[HOW TO COMPLETE THIS TASK]
Output the full set of records exactly.

[MATERIAL FOR THIS TASK]
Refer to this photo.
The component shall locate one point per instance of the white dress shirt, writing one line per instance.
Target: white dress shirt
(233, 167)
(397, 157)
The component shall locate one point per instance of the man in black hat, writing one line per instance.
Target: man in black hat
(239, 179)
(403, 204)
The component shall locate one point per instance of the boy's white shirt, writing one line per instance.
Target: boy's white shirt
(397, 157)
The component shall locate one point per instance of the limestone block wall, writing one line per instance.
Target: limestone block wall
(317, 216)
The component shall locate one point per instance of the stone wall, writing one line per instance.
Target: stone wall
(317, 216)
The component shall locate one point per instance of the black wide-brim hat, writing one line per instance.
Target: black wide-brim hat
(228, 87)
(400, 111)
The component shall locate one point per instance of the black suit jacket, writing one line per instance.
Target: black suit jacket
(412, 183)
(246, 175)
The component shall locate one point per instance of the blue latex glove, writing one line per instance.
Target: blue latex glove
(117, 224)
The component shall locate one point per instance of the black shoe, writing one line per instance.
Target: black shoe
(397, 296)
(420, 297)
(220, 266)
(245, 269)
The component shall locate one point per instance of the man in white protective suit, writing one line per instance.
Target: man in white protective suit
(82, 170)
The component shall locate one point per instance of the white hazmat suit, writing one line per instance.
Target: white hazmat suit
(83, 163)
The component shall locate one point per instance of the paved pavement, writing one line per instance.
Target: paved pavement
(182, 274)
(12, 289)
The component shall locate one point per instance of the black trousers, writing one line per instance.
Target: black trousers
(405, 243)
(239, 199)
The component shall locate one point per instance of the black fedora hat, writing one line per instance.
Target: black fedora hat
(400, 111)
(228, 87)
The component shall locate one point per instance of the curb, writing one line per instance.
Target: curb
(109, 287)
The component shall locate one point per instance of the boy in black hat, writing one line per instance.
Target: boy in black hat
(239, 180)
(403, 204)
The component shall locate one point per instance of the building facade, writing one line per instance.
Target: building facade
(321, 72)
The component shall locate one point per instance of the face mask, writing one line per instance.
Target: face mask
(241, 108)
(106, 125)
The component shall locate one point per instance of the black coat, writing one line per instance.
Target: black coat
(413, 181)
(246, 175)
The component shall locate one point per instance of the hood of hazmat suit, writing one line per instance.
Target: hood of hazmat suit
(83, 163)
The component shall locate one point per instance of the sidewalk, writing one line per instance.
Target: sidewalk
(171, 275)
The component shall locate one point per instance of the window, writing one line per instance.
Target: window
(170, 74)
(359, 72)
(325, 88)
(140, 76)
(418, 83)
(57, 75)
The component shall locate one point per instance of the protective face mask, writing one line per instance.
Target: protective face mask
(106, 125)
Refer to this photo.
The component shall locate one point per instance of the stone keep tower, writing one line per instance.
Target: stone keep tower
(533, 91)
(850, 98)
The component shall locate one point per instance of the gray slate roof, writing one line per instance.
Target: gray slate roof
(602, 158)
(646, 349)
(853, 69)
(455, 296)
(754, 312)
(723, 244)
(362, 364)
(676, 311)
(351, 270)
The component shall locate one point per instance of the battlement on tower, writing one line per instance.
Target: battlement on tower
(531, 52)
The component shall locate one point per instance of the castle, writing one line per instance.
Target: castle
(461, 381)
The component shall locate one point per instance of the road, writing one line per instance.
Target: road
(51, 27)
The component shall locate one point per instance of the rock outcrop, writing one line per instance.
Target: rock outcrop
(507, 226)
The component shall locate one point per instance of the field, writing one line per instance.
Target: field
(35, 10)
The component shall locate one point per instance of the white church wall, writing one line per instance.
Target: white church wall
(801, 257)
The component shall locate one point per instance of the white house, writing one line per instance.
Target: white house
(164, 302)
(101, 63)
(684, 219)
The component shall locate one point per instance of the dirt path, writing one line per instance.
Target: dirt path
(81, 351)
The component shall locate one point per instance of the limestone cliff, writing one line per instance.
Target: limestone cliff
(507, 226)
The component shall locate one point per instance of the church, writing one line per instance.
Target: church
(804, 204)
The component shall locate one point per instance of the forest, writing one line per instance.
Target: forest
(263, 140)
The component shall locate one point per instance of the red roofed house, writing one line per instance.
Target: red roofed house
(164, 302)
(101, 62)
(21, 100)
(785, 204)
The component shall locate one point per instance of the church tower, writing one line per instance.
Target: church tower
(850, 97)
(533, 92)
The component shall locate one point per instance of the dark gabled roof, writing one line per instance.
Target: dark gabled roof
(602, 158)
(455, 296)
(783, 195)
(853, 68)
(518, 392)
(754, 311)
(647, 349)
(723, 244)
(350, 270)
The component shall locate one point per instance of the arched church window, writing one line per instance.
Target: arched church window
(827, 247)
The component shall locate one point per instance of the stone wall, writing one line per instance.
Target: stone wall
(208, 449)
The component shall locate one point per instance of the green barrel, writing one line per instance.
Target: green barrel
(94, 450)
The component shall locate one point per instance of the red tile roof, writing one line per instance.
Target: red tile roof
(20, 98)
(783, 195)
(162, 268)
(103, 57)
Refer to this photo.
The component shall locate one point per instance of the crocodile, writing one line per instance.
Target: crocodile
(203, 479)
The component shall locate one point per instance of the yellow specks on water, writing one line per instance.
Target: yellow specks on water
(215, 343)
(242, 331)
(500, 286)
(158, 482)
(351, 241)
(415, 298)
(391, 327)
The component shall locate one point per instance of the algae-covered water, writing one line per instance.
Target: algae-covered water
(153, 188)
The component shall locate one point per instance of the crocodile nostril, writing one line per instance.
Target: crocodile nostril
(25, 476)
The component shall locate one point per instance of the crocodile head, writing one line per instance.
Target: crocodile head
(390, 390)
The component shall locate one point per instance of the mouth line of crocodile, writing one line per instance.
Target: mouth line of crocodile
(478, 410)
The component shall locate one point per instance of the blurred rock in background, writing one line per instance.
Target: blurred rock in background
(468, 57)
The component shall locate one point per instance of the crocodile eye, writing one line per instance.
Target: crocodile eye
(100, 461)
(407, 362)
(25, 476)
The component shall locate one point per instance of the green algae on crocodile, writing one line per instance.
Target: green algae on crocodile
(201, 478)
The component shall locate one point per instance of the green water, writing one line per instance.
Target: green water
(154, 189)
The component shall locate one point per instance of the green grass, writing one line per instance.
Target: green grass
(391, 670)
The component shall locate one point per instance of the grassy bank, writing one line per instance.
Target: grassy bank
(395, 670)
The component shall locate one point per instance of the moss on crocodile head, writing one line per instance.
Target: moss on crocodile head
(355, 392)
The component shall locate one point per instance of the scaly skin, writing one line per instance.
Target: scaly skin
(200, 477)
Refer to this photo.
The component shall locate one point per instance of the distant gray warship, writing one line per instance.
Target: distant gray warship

[WRITTEN RESPONSE]
Refer to this photo.
The component shall locate one point per instance of the white dress shirt, writing one line per instance.
Target: white dress shirt
(233, 167)
(397, 157)
The component shall locate one point per instance of the man in black hat, writing one line per instance.
Target: man in black hat
(239, 179)
(403, 204)
The component shall locate one point per instance of the boy's white shirt, writing one line per instance.
Target: boy's white shirt
(397, 157)
The component shall locate one point per instance of the limestone block wall, writing one line per instance.
Target: limestone block wall
(317, 216)
The component shall locate one point per instance of the stone wall, writing one line per instance.
Target: stone wall
(317, 216)
The component shall locate one point per instance of the black wide-brim hat, writing one line per instance.
Target: black wide-brim hat
(228, 87)
(400, 111)
The component shall locate one point per instance of the black suit jacket, writing one line per instance.
Target: black suit jacket
(412, 183)
(246, 175)
The component shall locate one point per instance of the blue latex glove, writing one line per instance.
Target: blue latex glove
(117, 224)
The component shall locate one point per instance of the black shoe, writing one line per instance.
Target: black shoe
(397, 296)
(420, 297)
(220, 266)
(245, 269)
The component shall locate one point per instance of the man in white protective suit, writing one line per instance.
Target: man in white protective suit
(82, 170)
The component shall locate one point per instance of the white hazmat suit, writing one line per instance.
Target: white hazmat suit
(83, 163)
The component shall locate one point per instance of the paved pavement, writing one line per instance.
Target: paved pavement
(182, 274)
(12, 289)
The component shall locate one point per instance of the black trousers, writing one line per instance.
Target: black trousers
(405, 243)
(239, 199)
The component shall locate one point per instance of the black fedora hat, writing one line per instance.
Target: black fedora hat
(400, 111)
(228, 87)
The component shall locate one point per instance of the curb, writing one line per instance.
Target: curb
(109, 287)
The component shall locate one point per instance of the boy in black hat, writing one line per instance.
Target: boy in black hat
(239, 180)
(403, 204)
The component shall locate one point per instance of the building facade, writing one line per instance.
Target: building facade
(321, 72)
The component shall locate one point per instance of the face mask, writing one line per instance.
Target: face mask
(241, 108)
(106, 125)
The component shall locate one point per instance of the black coat, writing one line per instance.
Target: black coat
(413, 181)
(246, 175)
The component shall locate one point per instance of the hood of hazmat suit, writing one line per instance.
Target: hood of hazmat suit
(83, 163)
The component shall locate one point per instance of the sidewalk, writing one line per instance.
Target: sidewalk
(171, 275)
The component shall locate one point per instance of the window, writing one line per instance.
Target: window
(170, 74)
(359, 72)
(325, 88)
(140, 76)
(418, 83)
(57, 75)
The component shall locate one point per instance of the protective face mask, writing one line per instance.
Target: protective face mask
(106, 125)
Refer to this photo.
The component shall locate one point per instance of the stone keep tower, writing one line per instance.
Target: stone keep tower
(533, 91)
(850, 98)
The component shall locate one point per instance of the gray slate roof, writing one line per instance.
Target: gray slate roof
(602, 158)
(646, 349)
(853, 69)
(455, 296)
(754, 312)
(723, 244)
(362, 364)
(676, 311)
(351, 270)
The component shall locate one point per instance of the battlement on tower, writing one line per instance.
Target: battlement on tower
(531, 52)
The component shall locate one point per instance of the castle, writing one line per instance.
Target: castle
(461, 381)
The component shall locate one point per instance of the road, writing one line per instance.
Target: road
(51, 27)
The component shall locate one point per instance of the rock outcrop, writing one line per instance.
Target: rock outcrop
(507, 226)
The component shall locate one point per instance of the field, writing one line per instance.
Target: field
(35, 10)
The component shall locate one point per instance of the white church wall, writing one line per instance.
Target: white church wall
(801, 257)
The component shall locate one point per instance of the white house, writing one line per instance.
Target: white house
(164, 302)
(101, 63)
(684, 219)
The component shall locate one point per instance of the dirt path, writing one line per instance.
Target: dirt path
(81, 351)
The component shall locate one point per instance of the limestone cliff, writing one line per instance.
Target: limestone cliff
(507, 226)
The component shall locate one point per instance of the church, writing one line per instance.
Target: church
(804, 204)
The component shall locate one point per instance of the forest, writing one line per instance.
Target: forest
(263, 140)
The component shall locate one point per instance of the red roofed house, writing one line per instance.
Target: red roofed house
(164, 302)
(101, 62)
(21, 100)
(785, 204)
The component shall locate one point per instance of the church tower, writing one line per instance.
Target: church tower
(850, 97)
(533, 92)
The component shall locate one point per instance of the dark gabled roof, writing one line per instance.
Target: dark gabled roof
(602, 158)
(455, 296)
(783, 195)
(853, 68)
(518, 392)
(754, 311)
(647, 349)
(723, 244)
(350, 270)
The component shall locate one point per instance of the arched church window, writing one line per instance.
Target: arched church window
(827, 247)
The component shall locate one point per instance of the stone wall, writing one line per instance.
Target: stone wall
(208, 449)
The component shall locate one point per instance of the green barrel, writing one line per instance.
Target: green barrel
(94, 450)
The component shall locate one point per instance of the red tile roof, writing one line per instance.
Target: red tile roof
(20, 98)
(783, 195)
(162, 268)
(103, 57)
Refer to this photo.
The component shall locate one point per instance of the crocodile, writing one line per instance.
Target: crocodile
(203, 479)
The component shall locate one point per instance of the yellow specks on water, writing one line per instance.
Target: yellow specks on water
(215, 343)
(242, 331)
(500, 286)
(158, 482)
(351, 241)
(415, 298)
(391, 327)
The component shall locate one point per instance of the algae-covered water, writing one line per instance.
Target: algae-covered water
(153, 188)
The component shall locate one point per instance of the crocodile nostril, writing one line per instance.
Target: crocodile nostril
(25, 476)
The component shall locate one point per instance of the crocodile head, writing one line per instance.
Target: crocodile head
(390, 390)
The component shall locate one point per instance of the mouth line of crocodile, writing one line per instance.
Target: mouth line of crocodile
(478, 410)
The component shall locate one point per instance of the blurred rock in background, writing one line per instance.
Target: blurred rock in background
(468, 57)
The component shall locate one point per instance of the crocodile eye, writing one line per instance.
Target: crocodile eye
(100, 461)
(407, 362)
(25, 476)
The component shall locate one point per instance of the green algae on crocodile, writing one line per instance.
Target: green algae on crocodile
(201, 478)
The component shall locate one point per instance of the green water, writing one line per instance.
Target: green water
(154, 189)
The component shall locate one point per instance of the green grass, writing one line per instance.
Target: green grass
(391, 670)
The component shall locate one point per instance of the grassy bank, writing one line per instance.
Target: grassy bank
(395, 670)
The component shall locate one point per instance of the moss on crocodile head, writing one line per instance.
Target: moss on crocodile head
(355, 392)
The component shall locate one point per instance of the scaly skin, writing one line per instance.
Target: scaly skin
(200, 477)
Refer to this photo.
The component shall locate one point per instance of the distant gray warship, writing one line per instance.
Target: distant gray warship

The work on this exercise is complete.